::: EXERCISE DATA :::

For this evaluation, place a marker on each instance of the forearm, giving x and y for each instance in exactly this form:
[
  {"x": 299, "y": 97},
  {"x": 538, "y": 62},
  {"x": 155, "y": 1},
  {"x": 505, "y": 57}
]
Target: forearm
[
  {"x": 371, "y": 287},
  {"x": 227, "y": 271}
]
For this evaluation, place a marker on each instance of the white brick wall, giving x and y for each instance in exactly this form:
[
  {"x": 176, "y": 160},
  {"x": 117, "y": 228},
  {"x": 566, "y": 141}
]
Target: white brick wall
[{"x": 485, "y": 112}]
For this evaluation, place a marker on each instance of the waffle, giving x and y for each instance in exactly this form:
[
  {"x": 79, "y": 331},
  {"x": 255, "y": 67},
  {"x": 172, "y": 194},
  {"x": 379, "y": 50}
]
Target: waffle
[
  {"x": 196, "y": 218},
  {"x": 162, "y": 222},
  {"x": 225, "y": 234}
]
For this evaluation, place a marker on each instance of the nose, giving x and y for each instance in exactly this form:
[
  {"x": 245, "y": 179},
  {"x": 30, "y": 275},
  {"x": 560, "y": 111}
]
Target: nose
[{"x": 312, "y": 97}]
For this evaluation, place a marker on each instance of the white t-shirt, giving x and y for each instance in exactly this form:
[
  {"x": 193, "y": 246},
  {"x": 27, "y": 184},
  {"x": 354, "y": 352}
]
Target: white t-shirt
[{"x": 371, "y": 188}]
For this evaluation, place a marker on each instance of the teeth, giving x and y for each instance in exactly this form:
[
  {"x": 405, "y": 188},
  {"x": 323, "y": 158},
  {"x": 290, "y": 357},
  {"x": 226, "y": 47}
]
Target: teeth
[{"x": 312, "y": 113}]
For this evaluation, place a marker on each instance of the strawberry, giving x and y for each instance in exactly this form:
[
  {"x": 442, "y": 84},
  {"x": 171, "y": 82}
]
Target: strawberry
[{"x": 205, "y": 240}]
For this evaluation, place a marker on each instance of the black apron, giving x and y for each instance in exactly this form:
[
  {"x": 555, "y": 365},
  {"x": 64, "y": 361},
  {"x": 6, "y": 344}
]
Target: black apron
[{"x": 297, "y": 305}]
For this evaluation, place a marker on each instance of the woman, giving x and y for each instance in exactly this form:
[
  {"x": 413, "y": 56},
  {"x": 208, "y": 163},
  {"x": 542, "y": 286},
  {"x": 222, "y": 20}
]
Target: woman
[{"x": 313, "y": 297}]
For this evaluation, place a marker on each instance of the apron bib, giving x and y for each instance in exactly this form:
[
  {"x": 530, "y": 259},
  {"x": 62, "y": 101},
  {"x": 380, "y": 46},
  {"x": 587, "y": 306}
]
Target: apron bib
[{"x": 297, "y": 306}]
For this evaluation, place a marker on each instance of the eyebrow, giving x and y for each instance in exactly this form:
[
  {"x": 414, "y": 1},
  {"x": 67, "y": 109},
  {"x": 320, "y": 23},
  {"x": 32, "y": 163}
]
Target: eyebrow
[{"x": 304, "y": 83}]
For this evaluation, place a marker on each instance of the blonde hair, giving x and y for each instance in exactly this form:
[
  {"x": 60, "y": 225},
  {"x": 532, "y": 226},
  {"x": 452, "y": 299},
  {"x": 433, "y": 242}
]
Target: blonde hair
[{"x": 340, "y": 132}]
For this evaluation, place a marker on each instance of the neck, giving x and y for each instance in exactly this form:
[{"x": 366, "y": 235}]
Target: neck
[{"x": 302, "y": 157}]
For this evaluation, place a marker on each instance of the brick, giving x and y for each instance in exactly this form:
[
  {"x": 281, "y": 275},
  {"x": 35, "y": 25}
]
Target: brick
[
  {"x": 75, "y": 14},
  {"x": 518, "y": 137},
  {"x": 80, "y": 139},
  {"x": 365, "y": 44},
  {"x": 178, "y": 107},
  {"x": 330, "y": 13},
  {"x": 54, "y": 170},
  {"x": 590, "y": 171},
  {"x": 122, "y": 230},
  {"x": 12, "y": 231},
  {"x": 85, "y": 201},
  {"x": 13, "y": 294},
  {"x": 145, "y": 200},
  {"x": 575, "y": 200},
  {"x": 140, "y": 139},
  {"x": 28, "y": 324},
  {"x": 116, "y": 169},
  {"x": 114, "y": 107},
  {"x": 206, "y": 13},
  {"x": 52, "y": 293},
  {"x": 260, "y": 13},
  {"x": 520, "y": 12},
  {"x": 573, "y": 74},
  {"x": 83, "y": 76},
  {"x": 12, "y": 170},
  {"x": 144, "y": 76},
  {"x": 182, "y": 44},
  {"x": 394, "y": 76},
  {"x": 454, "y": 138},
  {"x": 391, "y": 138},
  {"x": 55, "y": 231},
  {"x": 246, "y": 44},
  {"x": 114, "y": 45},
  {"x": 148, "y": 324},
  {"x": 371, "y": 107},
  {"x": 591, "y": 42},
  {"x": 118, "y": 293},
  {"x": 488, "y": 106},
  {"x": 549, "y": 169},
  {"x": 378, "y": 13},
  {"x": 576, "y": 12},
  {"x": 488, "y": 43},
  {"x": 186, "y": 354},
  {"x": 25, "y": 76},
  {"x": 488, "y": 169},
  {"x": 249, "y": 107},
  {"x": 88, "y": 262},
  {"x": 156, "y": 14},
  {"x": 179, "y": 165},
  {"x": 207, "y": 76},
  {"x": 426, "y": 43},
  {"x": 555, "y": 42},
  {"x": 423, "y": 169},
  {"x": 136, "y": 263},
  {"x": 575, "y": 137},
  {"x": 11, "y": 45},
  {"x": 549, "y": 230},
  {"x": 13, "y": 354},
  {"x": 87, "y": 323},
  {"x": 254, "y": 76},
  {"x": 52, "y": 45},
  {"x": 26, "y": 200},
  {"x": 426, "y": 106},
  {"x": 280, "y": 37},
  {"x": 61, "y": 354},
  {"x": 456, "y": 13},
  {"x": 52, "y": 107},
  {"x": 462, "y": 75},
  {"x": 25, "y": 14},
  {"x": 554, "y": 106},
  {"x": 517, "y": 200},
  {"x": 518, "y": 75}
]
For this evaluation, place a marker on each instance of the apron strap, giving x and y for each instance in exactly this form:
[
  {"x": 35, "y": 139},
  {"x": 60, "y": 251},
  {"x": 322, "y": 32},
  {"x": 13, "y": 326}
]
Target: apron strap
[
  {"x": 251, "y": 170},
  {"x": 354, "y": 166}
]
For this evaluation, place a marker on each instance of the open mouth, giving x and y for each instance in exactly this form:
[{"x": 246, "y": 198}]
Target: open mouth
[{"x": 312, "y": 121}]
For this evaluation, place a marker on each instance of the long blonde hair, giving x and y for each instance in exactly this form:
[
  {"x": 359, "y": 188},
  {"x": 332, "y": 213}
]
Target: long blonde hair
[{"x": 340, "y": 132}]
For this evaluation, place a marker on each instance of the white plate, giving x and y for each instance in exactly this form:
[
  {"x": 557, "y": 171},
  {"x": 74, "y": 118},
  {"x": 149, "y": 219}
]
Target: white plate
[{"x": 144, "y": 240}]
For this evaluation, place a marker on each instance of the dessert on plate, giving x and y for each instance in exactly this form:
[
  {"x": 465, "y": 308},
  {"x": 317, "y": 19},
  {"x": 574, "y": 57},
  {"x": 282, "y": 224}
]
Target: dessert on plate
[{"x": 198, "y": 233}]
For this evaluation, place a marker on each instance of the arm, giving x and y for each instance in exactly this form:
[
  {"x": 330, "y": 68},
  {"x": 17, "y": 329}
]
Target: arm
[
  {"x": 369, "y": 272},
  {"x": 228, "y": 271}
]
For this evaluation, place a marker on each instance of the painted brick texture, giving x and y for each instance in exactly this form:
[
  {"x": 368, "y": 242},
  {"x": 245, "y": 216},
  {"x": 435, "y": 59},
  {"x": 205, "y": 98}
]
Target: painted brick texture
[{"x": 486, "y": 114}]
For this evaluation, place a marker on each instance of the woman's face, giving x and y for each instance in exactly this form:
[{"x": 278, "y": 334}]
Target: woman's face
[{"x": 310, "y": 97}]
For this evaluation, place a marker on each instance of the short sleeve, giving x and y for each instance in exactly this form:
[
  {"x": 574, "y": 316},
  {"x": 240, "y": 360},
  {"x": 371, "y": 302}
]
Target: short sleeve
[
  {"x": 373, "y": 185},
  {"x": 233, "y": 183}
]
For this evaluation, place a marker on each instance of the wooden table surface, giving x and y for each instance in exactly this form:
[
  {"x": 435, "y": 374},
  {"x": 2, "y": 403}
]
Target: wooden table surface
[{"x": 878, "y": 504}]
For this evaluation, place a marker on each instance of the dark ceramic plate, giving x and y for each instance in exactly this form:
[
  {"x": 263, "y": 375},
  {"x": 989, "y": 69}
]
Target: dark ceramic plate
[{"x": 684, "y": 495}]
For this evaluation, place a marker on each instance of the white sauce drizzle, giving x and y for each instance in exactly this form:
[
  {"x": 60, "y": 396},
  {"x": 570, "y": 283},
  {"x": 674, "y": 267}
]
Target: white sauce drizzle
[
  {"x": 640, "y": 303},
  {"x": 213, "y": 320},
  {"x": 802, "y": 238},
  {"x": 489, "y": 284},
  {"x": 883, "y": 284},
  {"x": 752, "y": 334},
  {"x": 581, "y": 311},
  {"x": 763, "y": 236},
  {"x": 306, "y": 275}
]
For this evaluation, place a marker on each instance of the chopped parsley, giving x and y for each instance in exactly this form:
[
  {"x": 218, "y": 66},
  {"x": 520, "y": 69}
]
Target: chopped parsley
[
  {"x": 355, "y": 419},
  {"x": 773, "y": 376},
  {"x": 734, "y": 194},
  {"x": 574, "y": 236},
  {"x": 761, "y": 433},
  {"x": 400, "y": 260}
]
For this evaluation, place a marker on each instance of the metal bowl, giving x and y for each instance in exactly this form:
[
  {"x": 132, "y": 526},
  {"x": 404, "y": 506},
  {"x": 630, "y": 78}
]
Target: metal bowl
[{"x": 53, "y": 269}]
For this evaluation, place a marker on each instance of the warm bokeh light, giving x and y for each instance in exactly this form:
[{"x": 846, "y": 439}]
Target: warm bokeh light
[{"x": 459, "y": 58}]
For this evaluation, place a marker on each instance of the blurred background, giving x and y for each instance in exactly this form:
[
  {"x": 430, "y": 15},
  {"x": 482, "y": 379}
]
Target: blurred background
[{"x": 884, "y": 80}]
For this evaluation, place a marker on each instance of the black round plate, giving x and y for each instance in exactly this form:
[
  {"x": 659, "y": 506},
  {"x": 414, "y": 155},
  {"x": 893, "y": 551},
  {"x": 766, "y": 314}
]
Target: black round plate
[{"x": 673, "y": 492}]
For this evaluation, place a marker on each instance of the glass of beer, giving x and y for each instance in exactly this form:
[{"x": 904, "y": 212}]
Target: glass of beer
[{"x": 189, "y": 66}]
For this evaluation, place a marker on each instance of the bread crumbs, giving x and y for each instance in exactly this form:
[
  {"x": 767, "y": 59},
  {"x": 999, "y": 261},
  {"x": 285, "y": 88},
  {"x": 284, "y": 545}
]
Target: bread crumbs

:::

Exactly as written, give again every line from the one containing "of the chopped" through the last line of the material above, and no other lines.

For this evaluation, place a marker on each instance of the chopped parsley, giving x and y for each instance in exactly this form:
[
  {"x": 218, "y": 66},
  {"x": 520, "y": 69}
]
Target: chopped parsley
[
  {"x": 355, "y": 419},
  {"x": 773, "y": 376},
  {"x": 734, "y": 194},
  {"x": 574, "y": 236},
  {"x": 761, "y": 433},
  {"x": 400, "y": 260}
]
For this evaluation, place a marker on each instance of the metal bowl, giving x and y for each instance in exactly this form:
[
  {"x": 132, "y": 526},
  {"x": 404, "y": 506},
  {"x": 630, "y": 78}
]
Target: metal bowl
[{"x": 53, "y": 269}]
For this evaluation, place a marker on each instance of the warm bokeh light, giving x and y for each instance in exactly this form:
[{"x": 846, "y": 439}]
Target: warm bokeh light
[{"x": 459, "y": 58}]
For this evaluation, place a marker on each instance of the blurred background, giving x and y for each instance in exactly this form:
[
  {"x": 430, "y": 15},
  {"x": 482, "y": 379}
]
Target: blurred background
[{"x": 884, "y": 80}]
For this evaluation, place a marker on each instance of the black round plate, giving x and y for each instance in exactly this form:
[
  {"x": 659, "y": 506},
  {"x": 414, "y": 155},
  {"x": 893, "y": 551},
  {"x": 766, "y": 314}
]
Target: black round plate
[{"x": 673, "y": 492}]
For this evaluation, place a marker on each instance of the glass of beer, giving x and y for each instance in exactly this form:
[{"x": 904, "y": 212}]
Target: glass of beer
[{"x": 189, "y": 66}]
For this evaluation, place a marker on each instance of the bread crumbs, giving x and y for each instance in exactly this form:
[
  {"x": 767, "y": 59},
  {"x": 999, "y": 261},
  {"x": 285, "y": 88},
  {"x": 284, "y": 545}
]
Target: bread crumbs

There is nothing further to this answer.